▶ About this task
Find the line with "Query: purple lens flare spot" and the line with "Query: calm water surface" in the entries below; output exactly those two lines, every line between them, and no others.
BEGIN Input
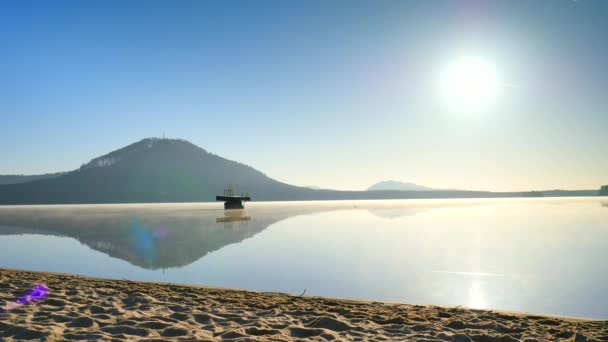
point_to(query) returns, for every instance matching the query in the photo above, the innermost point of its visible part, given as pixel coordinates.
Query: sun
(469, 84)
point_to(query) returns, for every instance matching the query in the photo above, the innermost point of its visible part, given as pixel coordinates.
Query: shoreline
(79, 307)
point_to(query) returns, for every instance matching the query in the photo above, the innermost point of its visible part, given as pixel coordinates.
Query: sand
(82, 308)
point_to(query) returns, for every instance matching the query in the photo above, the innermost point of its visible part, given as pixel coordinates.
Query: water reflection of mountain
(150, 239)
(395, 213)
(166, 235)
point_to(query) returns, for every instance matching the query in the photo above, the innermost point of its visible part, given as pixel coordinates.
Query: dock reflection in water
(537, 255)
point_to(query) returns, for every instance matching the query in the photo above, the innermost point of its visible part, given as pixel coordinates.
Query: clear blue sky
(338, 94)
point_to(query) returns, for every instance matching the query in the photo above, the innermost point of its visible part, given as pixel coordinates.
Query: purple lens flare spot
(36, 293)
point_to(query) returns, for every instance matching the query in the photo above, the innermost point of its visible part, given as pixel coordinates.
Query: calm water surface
END Input
BEGIN Input
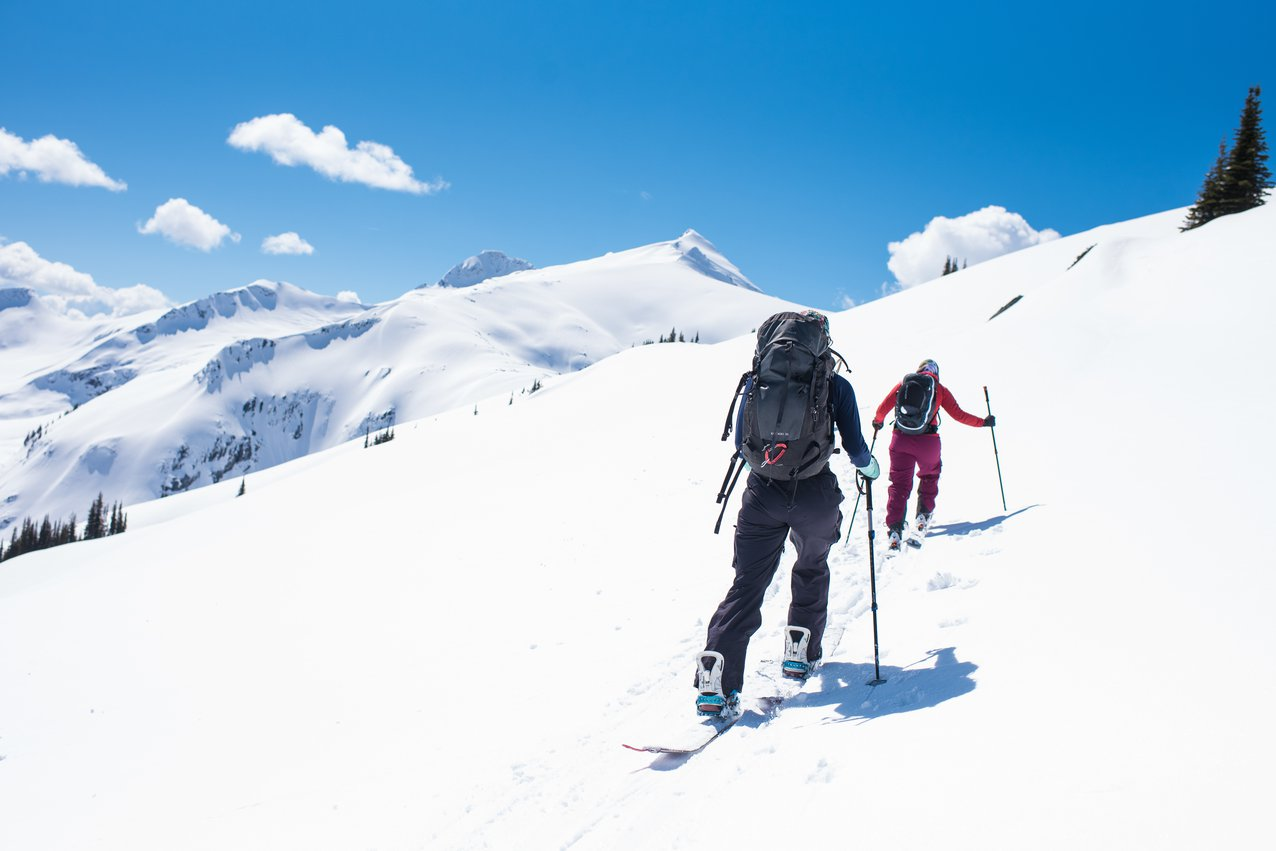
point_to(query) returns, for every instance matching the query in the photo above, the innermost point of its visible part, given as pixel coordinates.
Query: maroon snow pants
END Input
▶ Solution for this exercise
Query: purple lens flare spot
(36, 293)
point_to(query) returns, for every instance matching the query in the photo above, the innermost point of its visible part, given as pixel coordinates.
Query: calm water surface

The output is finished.